Tasks for this exercise →
1: Answer these questions about the article on Judge Tom Jarrell:
(a) At what age did he die?
(b) In what year was he appointed Chief District Court judge for the 18th Judicial District?
(c) According to his widow, what condition was the only medication he took regularly meant for?
2: Copy the article on Judge Tom Jarrell from "According to his biography, Judge" to "in Guilford County.", swapping "Judge Jarrell" for "Tom Jarrell" at each occurrence.
3: In the article on Judge Tom Jarrell, list every body that he is said to have been president of, a commissioner on, a member of, or to have served on.

::: Passage for review

Chief District Court Judge Tom Jarrell (Guilford County, NC) died suddenly last August in his bedroom. His colleagues were stunned at his sudden passing at age 56. They went from stunned to shocked when his autopsy results were revealed last week showing his cause of death as an accidental overdose of fentanyl and heroin. One of his colleagues said, “It was a shock. It wasn’t the person that we all knew.” A group of supporters don’t believe the police report nor the medical examiner. “They cannot see Tom Jarrell as a drug user, let alone a candidate for an OD.”
According to his biography, Judge Jarrell’s 20-year judicial career began with his appointment to the Guilford County District Court bench in August 1999. He served in that capacity until 2016 when he was appointed Chief District Court judge for the 18th Judicial District. Prior to taking the bench, Judge Jarrell was an attorney in private practice and an assistant district attorney in Guilford County.
He was president of the North Carolina Association of District Court Judges Association, was a Commissioner on the North Carolina Governor’s Crime Commission and a member of the Criminal Justice Information Network. He also served on the Sentencing Commission of NC. Ironically, as Chief Judge he created a DWI Court focusing on treatment over incarceration for those convicted of impaired driving.
Judge Jarrell was married for over 25 years and had three sons. A more conventional path to judicial leadership is hard to imagine. An editorial in his local paper said, “…[A]mong the journalistic set, his reputation was as something of a boy scout: tough, fair, rigorous, thorough.”
The road to an overdose
Then how in the world did he die under such conditions? According to his widow, the only medication the judge took regularly was one for atrial fibrillation, a condition that causes an irregular heartbeat. It is not an opioid. Did he have an opioid prescription that had run its course? How did he get hold of heroin? Was the fentanyl-laced heroin what he was expecting or was its adulteration with fentanyl unknown to him? Fentanyl, the synthetic cousin of heroin, is up to 10 times stronger than heroin and 100 times stronger than morphine. It takes about 30 milligrams of heroin to kill an average adult male but only 3 grams of fentanyl.

::::::
::: Extracted material

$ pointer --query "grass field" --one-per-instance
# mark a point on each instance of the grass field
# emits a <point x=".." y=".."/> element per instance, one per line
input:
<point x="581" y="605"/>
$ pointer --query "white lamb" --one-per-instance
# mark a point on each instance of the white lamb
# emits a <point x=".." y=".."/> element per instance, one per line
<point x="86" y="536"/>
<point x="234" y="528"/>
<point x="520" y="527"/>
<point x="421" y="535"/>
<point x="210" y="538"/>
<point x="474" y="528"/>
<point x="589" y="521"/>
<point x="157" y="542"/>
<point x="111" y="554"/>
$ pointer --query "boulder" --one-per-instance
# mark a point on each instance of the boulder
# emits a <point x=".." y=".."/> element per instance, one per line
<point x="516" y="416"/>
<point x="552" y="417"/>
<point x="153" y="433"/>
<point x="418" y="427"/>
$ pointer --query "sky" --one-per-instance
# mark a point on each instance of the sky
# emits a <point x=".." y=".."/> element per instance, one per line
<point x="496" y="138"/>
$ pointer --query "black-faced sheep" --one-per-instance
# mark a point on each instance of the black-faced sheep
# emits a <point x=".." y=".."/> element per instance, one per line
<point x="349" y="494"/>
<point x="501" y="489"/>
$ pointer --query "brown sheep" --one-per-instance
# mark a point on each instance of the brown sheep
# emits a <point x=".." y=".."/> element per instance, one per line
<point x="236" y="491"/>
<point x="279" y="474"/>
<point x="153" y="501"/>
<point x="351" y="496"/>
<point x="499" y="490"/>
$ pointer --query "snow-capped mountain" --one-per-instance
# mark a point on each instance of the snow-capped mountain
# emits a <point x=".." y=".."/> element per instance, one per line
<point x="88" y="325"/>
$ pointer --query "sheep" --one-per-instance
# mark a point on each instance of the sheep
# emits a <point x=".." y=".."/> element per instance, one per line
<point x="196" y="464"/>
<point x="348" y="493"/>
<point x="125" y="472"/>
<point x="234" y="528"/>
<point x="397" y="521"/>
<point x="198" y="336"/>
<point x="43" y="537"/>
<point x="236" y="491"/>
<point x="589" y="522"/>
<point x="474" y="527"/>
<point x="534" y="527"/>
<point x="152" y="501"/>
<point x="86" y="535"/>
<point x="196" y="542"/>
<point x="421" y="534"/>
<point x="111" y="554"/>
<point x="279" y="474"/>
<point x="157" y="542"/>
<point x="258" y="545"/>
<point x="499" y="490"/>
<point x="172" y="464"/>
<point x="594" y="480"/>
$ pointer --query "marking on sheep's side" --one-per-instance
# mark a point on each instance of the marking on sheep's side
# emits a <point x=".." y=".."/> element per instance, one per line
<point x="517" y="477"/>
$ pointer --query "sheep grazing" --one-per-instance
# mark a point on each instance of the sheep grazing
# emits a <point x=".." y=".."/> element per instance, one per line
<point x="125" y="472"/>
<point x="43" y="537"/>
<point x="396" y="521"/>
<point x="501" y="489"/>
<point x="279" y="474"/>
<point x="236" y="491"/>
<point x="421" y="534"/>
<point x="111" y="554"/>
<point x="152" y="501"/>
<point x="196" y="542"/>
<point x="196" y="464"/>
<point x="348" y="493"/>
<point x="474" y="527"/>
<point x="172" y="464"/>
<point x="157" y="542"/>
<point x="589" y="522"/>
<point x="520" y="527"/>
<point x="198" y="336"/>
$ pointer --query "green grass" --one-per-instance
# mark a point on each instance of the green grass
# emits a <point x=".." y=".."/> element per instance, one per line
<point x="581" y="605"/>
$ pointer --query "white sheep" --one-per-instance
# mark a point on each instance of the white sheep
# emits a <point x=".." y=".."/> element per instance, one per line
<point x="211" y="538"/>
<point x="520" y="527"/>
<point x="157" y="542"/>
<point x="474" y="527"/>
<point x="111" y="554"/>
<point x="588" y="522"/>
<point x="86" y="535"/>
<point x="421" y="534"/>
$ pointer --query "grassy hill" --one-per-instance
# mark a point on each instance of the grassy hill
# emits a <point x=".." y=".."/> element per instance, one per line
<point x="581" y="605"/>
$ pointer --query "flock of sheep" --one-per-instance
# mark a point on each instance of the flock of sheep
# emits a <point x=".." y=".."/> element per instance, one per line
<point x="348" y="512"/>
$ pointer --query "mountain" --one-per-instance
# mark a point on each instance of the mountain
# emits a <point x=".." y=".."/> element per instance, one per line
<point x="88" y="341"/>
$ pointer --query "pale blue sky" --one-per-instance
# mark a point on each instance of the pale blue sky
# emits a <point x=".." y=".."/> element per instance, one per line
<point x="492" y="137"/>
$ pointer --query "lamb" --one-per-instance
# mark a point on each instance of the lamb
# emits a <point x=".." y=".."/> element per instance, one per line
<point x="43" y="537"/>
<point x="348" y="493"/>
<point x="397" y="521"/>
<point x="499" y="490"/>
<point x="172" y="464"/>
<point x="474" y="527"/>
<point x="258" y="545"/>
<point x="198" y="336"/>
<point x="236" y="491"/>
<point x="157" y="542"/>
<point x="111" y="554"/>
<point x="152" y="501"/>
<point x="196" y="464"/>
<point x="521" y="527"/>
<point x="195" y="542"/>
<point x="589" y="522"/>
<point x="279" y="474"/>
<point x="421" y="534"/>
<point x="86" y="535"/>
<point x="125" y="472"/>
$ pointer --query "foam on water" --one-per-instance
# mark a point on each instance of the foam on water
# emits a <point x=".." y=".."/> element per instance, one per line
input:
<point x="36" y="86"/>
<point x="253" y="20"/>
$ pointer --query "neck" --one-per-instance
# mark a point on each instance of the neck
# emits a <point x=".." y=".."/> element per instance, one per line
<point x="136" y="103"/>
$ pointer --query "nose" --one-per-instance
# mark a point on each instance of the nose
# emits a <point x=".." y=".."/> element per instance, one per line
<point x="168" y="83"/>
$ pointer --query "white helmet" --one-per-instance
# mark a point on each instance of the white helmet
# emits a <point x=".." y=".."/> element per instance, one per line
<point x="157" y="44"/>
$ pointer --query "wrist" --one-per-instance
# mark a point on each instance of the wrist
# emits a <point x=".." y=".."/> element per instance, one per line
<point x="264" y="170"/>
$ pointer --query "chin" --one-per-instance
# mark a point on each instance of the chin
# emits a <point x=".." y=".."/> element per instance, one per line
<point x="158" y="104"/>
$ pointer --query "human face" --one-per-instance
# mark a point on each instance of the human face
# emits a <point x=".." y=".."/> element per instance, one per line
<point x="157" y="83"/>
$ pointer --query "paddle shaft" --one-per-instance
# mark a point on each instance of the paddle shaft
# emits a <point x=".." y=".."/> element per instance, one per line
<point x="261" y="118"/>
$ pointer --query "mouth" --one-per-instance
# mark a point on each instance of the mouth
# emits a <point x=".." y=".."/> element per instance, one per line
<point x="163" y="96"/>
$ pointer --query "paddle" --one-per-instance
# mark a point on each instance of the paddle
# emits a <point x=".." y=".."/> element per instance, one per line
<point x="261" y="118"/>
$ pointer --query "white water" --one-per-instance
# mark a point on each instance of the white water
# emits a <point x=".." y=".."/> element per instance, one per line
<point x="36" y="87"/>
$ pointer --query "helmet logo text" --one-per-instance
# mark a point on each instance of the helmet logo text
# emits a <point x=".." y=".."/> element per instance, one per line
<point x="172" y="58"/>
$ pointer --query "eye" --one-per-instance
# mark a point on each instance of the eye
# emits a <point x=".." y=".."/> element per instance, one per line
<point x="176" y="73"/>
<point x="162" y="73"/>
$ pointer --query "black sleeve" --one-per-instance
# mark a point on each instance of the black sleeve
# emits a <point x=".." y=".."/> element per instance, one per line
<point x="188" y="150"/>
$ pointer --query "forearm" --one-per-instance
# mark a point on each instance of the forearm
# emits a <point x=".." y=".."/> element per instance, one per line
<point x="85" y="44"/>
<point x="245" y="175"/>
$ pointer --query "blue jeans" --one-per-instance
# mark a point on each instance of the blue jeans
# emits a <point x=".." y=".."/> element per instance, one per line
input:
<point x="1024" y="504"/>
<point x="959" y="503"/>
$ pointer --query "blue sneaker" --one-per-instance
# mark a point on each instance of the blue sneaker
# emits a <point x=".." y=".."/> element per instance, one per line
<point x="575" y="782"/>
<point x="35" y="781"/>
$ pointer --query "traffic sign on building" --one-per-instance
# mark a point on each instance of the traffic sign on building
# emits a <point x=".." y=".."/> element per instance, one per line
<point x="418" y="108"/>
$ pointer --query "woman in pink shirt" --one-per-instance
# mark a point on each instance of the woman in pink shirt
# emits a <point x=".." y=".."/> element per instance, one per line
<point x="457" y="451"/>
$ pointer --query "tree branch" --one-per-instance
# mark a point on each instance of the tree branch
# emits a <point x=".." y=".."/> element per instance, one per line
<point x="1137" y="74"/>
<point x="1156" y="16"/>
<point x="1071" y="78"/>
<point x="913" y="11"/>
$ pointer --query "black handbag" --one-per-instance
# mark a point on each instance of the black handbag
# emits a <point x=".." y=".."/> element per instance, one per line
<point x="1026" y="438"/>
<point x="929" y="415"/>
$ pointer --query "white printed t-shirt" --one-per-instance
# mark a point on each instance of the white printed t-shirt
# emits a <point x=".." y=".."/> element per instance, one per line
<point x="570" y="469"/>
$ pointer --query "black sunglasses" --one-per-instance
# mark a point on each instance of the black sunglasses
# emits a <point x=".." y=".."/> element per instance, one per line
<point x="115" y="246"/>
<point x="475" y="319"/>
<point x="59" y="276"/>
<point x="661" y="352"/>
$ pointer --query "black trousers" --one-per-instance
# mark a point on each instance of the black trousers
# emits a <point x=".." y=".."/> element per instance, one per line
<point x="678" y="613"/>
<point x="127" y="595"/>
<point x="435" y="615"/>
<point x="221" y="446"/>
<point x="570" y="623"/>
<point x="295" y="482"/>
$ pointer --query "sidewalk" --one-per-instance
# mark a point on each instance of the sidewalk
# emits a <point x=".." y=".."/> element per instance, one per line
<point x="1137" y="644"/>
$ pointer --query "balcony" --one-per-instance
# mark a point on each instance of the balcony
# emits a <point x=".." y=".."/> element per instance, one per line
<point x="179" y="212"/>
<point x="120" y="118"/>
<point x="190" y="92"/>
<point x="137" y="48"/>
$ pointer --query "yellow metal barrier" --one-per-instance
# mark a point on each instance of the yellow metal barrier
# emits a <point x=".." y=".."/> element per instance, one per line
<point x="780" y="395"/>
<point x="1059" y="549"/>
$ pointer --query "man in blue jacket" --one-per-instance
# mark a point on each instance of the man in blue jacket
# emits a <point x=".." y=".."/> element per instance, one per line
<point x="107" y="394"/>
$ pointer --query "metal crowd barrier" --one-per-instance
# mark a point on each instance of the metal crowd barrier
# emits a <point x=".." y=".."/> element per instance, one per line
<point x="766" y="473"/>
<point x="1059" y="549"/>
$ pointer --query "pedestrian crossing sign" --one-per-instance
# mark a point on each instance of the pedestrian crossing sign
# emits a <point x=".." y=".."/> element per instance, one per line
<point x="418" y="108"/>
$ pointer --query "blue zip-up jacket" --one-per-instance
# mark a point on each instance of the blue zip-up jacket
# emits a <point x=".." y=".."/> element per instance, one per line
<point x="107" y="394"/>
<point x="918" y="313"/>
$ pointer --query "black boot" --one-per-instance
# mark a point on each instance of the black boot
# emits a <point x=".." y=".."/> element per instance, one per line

::::::

Task-by-task outputs →
1:
(a) 56
(b) 2016
(c) Atrial fibrillation

2:
According to his biography, Tom Jarrell’s 20-year judicial career began with his appointment to the Guilford County District Court bench in August 1999. He served in that capacity until 2016 when he was appointed Chief District Court judge for the 18th Judicial District. Prior to taking the bench, Tom Jarrell was an attorney in private practice and an assistant district attorney in Guilford County.

3:
- North Carolina Association of District Court Judges Association
- North Carolina Governor’s Crime Commission
- Criminal Justice Information Network
- Sentencing Commission of NC